Required work. What are the lines from the top of the entries below through the line containing "positive clicks: (438, 277)"? Return them exactly, both ends included, without the pictures.

[Data entries]
============
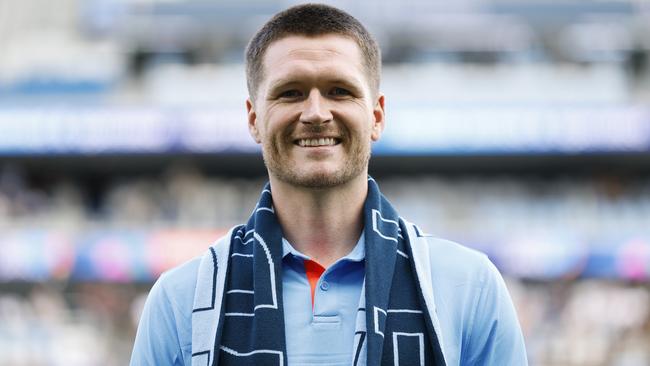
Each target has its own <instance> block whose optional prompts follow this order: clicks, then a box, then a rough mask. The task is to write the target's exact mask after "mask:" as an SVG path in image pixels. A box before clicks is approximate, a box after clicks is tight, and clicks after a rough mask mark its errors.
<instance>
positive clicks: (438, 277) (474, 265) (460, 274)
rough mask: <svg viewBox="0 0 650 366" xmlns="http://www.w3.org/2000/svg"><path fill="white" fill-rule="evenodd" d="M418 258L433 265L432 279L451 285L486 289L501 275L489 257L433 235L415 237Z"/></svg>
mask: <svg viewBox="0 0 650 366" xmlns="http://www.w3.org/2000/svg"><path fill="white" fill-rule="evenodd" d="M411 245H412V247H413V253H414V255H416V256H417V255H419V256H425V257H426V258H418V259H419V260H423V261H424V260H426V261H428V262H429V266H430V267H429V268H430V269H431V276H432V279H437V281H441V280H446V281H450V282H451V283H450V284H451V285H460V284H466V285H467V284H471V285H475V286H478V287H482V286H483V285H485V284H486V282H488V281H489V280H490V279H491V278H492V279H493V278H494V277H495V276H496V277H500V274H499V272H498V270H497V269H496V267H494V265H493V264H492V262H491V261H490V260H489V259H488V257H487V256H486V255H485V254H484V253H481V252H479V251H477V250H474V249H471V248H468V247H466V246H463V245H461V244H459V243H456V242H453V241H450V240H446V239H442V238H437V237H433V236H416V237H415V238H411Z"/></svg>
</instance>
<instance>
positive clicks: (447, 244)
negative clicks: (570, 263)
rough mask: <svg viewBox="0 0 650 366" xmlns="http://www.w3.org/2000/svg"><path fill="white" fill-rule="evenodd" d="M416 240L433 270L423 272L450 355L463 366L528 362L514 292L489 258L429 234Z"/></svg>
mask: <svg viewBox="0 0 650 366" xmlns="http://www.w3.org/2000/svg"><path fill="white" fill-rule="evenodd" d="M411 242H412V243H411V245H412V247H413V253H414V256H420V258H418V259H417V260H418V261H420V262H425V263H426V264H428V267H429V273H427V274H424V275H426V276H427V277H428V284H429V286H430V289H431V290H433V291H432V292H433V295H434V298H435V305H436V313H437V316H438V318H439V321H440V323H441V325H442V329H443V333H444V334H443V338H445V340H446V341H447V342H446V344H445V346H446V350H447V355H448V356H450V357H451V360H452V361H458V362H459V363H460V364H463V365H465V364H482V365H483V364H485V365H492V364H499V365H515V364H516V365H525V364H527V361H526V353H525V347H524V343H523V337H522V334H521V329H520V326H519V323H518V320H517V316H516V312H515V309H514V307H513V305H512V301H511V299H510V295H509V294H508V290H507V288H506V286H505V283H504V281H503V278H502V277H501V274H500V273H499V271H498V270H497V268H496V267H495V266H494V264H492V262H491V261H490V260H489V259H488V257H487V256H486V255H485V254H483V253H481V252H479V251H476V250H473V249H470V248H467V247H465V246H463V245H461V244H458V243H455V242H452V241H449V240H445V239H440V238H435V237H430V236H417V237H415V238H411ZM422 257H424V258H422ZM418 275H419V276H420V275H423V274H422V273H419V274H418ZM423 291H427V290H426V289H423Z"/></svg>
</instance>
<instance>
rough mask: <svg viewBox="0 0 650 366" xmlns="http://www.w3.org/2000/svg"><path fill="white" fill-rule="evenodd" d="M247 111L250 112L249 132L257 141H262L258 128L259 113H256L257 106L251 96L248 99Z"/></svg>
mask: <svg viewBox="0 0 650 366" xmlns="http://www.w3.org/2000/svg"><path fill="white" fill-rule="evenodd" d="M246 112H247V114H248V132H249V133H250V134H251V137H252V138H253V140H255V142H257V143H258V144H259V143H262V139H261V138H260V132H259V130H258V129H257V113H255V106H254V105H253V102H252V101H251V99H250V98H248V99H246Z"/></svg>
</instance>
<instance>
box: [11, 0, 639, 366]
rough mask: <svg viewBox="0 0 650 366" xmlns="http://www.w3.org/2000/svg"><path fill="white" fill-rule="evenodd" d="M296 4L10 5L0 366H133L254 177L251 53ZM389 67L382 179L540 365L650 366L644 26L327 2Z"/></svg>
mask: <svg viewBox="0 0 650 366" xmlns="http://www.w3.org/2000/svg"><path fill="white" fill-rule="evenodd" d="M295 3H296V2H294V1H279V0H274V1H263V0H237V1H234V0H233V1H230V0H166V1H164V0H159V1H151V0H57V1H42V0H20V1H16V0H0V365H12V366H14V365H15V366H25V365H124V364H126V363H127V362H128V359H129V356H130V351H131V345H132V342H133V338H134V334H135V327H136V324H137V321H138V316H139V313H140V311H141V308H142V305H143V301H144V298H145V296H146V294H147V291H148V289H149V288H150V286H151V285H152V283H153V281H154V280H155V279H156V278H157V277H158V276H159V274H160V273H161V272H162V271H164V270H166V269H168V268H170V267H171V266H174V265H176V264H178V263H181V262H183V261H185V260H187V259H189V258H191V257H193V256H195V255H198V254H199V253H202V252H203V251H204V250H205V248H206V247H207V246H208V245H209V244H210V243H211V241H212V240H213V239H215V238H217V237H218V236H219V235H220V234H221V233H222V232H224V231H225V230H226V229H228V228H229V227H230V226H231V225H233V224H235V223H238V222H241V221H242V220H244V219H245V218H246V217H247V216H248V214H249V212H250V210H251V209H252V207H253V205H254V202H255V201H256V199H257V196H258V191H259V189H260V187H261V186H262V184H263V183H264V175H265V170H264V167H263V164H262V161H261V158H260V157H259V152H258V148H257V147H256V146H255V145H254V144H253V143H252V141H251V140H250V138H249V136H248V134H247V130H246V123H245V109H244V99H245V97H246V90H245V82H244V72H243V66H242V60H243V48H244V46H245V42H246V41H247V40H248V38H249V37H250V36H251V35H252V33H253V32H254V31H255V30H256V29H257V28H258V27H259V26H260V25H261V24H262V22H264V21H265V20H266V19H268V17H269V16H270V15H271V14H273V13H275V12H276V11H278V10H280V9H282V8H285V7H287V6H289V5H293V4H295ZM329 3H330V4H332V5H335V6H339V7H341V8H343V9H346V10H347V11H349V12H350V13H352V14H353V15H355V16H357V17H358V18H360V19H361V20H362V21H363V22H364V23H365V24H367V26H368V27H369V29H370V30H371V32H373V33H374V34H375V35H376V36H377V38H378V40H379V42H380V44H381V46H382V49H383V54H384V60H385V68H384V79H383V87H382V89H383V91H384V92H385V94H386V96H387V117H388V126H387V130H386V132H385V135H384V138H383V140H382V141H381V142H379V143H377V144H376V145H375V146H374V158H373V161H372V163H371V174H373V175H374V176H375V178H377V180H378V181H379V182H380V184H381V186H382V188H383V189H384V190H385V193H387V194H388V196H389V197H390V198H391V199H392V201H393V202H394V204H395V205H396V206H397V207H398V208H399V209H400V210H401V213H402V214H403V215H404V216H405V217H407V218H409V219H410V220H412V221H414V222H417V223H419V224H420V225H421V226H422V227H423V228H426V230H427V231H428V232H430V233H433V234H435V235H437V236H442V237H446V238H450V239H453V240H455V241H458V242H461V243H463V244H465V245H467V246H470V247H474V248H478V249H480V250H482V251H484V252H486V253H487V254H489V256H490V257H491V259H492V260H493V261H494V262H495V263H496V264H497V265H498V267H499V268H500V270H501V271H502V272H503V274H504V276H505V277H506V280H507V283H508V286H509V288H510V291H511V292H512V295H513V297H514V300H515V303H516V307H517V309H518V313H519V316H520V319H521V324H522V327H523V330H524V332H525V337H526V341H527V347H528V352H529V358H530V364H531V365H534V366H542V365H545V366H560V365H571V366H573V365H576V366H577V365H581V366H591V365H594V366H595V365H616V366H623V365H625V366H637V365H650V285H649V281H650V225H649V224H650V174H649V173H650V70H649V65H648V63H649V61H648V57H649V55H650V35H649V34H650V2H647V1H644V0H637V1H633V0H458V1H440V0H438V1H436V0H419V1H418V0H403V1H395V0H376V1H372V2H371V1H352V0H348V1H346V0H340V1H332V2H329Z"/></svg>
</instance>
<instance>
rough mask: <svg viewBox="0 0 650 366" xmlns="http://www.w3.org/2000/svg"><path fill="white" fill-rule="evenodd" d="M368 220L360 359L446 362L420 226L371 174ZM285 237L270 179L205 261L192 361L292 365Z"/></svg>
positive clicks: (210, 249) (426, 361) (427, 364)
============
Response to the exercise.
Each target has its own <instance> block whose optional prompts follow this order: clicks, then a box, then a rough mask. The task is to write the target's exact mask after "mask:" as an SVG path in image pixels. A box before clicks is approximate, a box after clicks is tight, and clicks after a rough mask mark its errors.
<instance>
positive clicks: (438, 277) (474, 265) (460, 274)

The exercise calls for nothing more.